#### Problem:
Send back every record exactly.

-- Extracted information follows --

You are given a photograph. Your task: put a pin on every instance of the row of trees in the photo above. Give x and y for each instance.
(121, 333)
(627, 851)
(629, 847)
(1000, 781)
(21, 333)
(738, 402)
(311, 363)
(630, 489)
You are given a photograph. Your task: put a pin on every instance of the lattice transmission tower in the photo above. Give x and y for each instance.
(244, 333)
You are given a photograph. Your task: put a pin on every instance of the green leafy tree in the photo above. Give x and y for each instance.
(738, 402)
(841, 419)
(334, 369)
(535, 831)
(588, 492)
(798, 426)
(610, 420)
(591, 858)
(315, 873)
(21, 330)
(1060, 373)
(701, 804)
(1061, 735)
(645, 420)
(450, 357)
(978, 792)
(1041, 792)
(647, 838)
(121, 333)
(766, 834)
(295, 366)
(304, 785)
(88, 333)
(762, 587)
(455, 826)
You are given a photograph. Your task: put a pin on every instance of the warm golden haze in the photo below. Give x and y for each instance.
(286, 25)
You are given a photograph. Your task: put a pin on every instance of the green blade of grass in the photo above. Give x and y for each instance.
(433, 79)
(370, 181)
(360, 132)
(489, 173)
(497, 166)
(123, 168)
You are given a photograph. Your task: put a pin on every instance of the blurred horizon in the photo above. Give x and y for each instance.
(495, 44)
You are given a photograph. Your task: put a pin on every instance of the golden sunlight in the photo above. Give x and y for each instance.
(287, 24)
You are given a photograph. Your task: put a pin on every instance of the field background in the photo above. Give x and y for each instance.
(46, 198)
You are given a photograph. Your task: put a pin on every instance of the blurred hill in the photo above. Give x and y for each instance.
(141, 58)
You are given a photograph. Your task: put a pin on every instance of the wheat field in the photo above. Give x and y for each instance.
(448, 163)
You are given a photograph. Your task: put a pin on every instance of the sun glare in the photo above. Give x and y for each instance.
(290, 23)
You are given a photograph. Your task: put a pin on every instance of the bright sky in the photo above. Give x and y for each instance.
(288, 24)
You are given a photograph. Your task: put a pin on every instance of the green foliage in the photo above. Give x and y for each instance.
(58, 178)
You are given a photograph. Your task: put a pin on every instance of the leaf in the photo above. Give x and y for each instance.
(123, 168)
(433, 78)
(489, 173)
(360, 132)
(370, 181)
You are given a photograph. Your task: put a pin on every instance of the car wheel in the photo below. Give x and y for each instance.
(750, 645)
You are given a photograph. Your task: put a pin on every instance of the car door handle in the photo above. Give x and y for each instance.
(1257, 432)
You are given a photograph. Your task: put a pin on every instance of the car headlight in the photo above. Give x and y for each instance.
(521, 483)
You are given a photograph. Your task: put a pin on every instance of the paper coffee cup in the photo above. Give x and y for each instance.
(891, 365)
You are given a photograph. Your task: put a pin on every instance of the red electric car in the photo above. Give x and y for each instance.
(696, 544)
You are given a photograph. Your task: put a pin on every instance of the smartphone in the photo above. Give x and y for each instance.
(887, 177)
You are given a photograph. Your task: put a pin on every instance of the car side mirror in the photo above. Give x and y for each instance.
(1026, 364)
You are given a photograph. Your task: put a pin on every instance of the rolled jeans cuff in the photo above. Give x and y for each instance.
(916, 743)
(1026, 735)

-- Extracted information concluded --

#### Exercise solution:
You are given a photograph. Your task: put a pin on every instance of the row of trees in the photo above. Give x and y for each instance.
(121, 333)
(627, 851)
(629, 847)
(1000, 781)
(21, 333)
(738, 402)
(311, 363)
(630, 489)
You are given a photograph. Your task: put a pin on every instance of the lattice transmission tower in the photo above. Give x and y for each instance.
(244, 333)
You are given a photograph. Your task: put a pin on every instance of the green leafy tree in the photo above. Give x and y for each instance.
(738, 402)
(841, 419)
(334, 369)
(535, 831)
(588, 492)
(798, 426)
(610, 420)
(591, 858)
(315, 873)
(21, 330)
(1060, 373)
(701, 804)
(1061, 735)
(645, 420)
(450, 357)
(978, 792)
(1041, 792)
(647, 838)
(121, 333)
(766, 834)
(295, 366)
(304, 785)
(88, 333)
(762, 587)
(455, 826)
You are given a photograph. Your task: put a pin on every instance of the warm golden haze in the photo below. Give x and y for each instance.
(286, 25)
You are given a photograph. Your task: put a pin on every instance of the green blade of grass in the photo above. Give x and y for each instance.
(433, 79)
(370, 181)
(360, 132)
(489, 173)
(497, 166)
(123, 168)
You are given a photograph. Your task: put a pin on every instance of the blurred horizon in the photo above. Give x and y for each instance.
(495, 44)
You are given a photograph. Your task: put a pin on every instance of the golden sunlight in the photo above. Give x and y for each instance.
(287, 24)
You are given a photograph. Your task: put a pin on every instance of the field background in the photo above. Give x and y for each instance.
(46, 198)
You are given a photograph. Your task: put a pin on every instance of the blurred hill in the photo above. Give x and y for each instance.
(141, 58)
You are given a photograph. Your task: put a pin on every instance of the wheat field in the photo above. Give x and y for each instance.
(448, 163)
You are given a photograph. Your task: put a pin on every instance of the sun glare in the photo above. Give x and y for each instance.
(290, 23)
You are given a photograph. Your task: put a pin on every instance of the bright sky in the photo above. Give x and y for each instance.
(288, 24)
You are given a photograph. Your task: put a pin on every instance of the green foliage in the photo above. Give x and y for each instance.
(58, 178)
You are given a photograph. Your task: put a pin on every instance of the leaf in the photo above. Give x and y for each instance.
(123, 168)
(433, 78)
(489, 173)
(360, 132)
(370, 181)
You are given a photograph. Your task: put a pin on every instance of the car wheel in the photo below. Give x and y for each instance.
(750, 645)
You are given a photograph. Your task: put a pin on every instance of the car door handle in the photo above. Give x and y for each instance.
(1257, 432)
You are given a photograph. Your task: put a pin on every instance of the car headlight in the photo above. Give x and y for each instance.
(521, 483)
You are given a photograph. Your task: put a pin on every instance of the paper coffee cup in the photo above. Give x and y for each instance.
(891, 365)
You are given a photograph. Your task: put a pin on every instance of the red electric car in the photo above. Give x and y for each instance.
(696, 544)
You are given a photograph. Your task: put a pin on every instance of the smartphone in the photo above. Give x and y for each instance.
(887, 177)
You are given a photograph. Your task: put a pin on every instance of the car side mirror in the photo above. Give x and y for each instance.
(1026, 364)
You are given a photograph. Your task: put a pin on every instance of the rolled jeans cuff in the photo above. Give x and y for each instance.
(916, 743)
(1026, 735)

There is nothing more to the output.